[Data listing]
────────────────────────────────────────

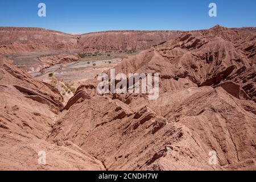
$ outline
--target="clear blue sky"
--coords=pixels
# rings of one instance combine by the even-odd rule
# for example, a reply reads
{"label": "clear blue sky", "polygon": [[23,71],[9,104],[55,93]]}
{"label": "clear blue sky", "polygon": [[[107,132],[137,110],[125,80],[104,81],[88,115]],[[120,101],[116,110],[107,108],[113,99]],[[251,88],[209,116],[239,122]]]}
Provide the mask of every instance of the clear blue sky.
{"label": "clear blue sky", "polygon": [[[46,4],[47,16],[38,16]],[[209,17],[209,3],[217,17]],[[256,27],[256,0],[9,0],[0,1],[0,26],[42,27],[65,32]]]}

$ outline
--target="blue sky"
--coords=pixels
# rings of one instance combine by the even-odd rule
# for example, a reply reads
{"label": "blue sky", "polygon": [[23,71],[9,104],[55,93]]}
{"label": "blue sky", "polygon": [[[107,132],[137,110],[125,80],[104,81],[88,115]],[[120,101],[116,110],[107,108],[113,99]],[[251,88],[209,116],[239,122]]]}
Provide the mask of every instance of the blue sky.
{"label": "blue sky", "polygon": [[[46,5],[46,17],[38,5]],[[210,2],[217,17],[208,15]],[[0,26],[42,27],[65,32],[105,30],[189,30],[256,27],[256,0],[9,0],[0,1]]]}

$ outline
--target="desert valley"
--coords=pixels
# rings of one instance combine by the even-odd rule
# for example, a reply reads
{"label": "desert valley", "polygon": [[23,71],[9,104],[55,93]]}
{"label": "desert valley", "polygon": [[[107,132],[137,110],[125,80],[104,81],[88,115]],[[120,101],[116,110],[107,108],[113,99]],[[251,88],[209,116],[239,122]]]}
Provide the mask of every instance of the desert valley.
{"label": "desert valley", "polygon": [[[158,98],[99,94],[111,68]],[[255,27],[0,27],[0,170],[256,170]]]}

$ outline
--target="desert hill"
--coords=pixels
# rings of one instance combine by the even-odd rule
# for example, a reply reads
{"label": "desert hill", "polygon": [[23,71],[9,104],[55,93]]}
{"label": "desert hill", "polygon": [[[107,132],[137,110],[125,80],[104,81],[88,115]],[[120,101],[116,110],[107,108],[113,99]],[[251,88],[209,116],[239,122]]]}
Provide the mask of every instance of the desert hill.
{"label": "desert hill", "polygon": [[[97,34],[97,48],[109,49]],[[126,36],[110,48],[127,48]],[[155,100],[100,95],[92,78],[63,106],[56,88],[1,58],[1,169],[255,170],[255,38],[254,28],[216,26],[142,46],[153,46],[115,72],[159,73]],[[41,150],[47,165],[37,163]]]}

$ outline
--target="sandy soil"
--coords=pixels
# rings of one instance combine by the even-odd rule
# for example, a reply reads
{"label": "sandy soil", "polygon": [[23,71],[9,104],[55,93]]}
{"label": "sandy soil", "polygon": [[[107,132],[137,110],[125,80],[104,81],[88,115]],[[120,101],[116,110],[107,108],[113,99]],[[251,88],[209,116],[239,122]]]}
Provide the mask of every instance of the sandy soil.
{"label": "sandy soil", "polygon": [[[115,67],[121,61],[121,59],[117,58],[61,64],[36,73],[35,77],[57,88],[63,95],[63,104],[65,105],[74,96],[77,88],[86,80],[93,78],[100,73]],[[49,73],[52,73],[53,76],[49,77]]]}

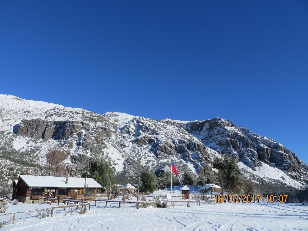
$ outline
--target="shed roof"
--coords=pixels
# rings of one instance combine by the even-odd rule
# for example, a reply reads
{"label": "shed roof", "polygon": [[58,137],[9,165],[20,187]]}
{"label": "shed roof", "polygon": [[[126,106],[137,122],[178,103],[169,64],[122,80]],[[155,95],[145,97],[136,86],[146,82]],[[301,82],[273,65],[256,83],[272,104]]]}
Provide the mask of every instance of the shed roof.
{"label": "shed roof", "polygon": [[127,190],[133,190],[134,191],[138,189],[136,188],[135,188],[130,184],[126,184],[121,188],[121,189],[125,189]]}
{"label": "shed roof", "polygon": [[[19,177],[29,187],[81,188],[84,187],[85,178],[81,177],[69,177],[67,184],[65,184],[66,177],[26,175],[19,175]],[[88,185],[87,188],[103,188],[92,178],[87,178],[86,184]]]}
{"label": "shed roof", "polygon": [[221,187],[217,184],[208,184],[202,187],[200,190],[207,190],[211,187],[216,188],[221,188]]}
{"label": "shed roof", "polygon": [[185,185],[181,189],[181,190],[190,190],[190,189]]}

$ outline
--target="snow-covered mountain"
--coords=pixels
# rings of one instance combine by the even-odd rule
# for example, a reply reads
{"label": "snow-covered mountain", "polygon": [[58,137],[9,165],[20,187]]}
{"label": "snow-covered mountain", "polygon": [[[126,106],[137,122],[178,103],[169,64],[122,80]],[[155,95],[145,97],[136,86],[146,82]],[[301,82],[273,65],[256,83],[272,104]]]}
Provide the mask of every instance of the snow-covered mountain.
{"label": "snow-covered mountain", "polygon": [[257,182],[302,187],[308,179],[308,167],[282,144],[221,118],[187,121],[101,115],[0,94],[0,174],[35,173],[55,147],[64,162],[76,168],[91,158],[108,157],[117,172],[133,174],[140,166],[167,169],[172,156],[180,176],[184,169],[205,172],[215,156],[226,153]]}

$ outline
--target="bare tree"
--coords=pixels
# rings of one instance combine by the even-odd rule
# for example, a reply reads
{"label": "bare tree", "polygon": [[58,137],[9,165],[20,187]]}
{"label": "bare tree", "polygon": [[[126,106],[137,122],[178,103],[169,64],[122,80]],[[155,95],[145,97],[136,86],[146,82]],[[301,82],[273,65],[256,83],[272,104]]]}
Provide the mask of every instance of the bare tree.
{"label": "bare tree", "polygon": [[43,166],[45,174],[50,176],[66,175],[69,169],[62,162],[67,156],[67,153],[58,148],[50,149],[46,155],[46,164]]}

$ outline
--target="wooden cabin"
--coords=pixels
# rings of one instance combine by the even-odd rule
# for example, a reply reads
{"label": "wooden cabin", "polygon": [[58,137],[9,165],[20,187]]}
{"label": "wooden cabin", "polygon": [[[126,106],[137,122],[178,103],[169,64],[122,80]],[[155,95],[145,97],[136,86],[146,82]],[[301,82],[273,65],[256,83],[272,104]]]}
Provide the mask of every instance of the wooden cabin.
{"label": "wooden cabin", "polygon": [[184,199],[189,199],[190,196],[190,189],[185,185],[181,189],[182,191],[182,198]]}
{"label": "wooden cabin", "polygon": [[[20,175],[13,183],[12,200],[19,202],[39,203],[40,197],[63,198],[64,197],[82,198],[84,178]],[[92,178],[87,178],[84,198],[95,199],[101,185]]]}

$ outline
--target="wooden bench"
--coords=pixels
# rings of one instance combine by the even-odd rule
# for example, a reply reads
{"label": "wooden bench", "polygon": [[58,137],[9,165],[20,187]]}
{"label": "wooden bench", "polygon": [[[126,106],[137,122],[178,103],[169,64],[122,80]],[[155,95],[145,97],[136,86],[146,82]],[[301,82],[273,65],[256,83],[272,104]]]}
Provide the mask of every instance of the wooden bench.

────────────────────────────────────────

Stated task: Pick out each line of the items above that contains the word "mountain", and list those lines.

Written response:
--target="snow-covered mountain"
{"label": "snow-covered mountain", "polygon": [[58,137],[9,165],[20,187]]}
{"label": "snow-covered mountain", "polygon": [[[126,106],[137,122],[178,103],[169,64],[122,80]],[[155,95],[145,97],[136,86],[146,82]],[[301,82],[273,65],[256,83],[272,104]]]}
Provide the mask of every instance of the snow-covered mountain.
{"label": "snow-covered mountain", "polygon": [[257,182],[302,187],[308,179],[308,167],[282,144],[221,118],[187,121],[101,115],[0,94],[0,174],[35,173],[55,147],[64,162],[76,168],[91,158],[108,157],[117,172],[133,174],[140,166],[167,169],[172,156],[180,176],[184,169],[205,172],[215,156],[226,153]]}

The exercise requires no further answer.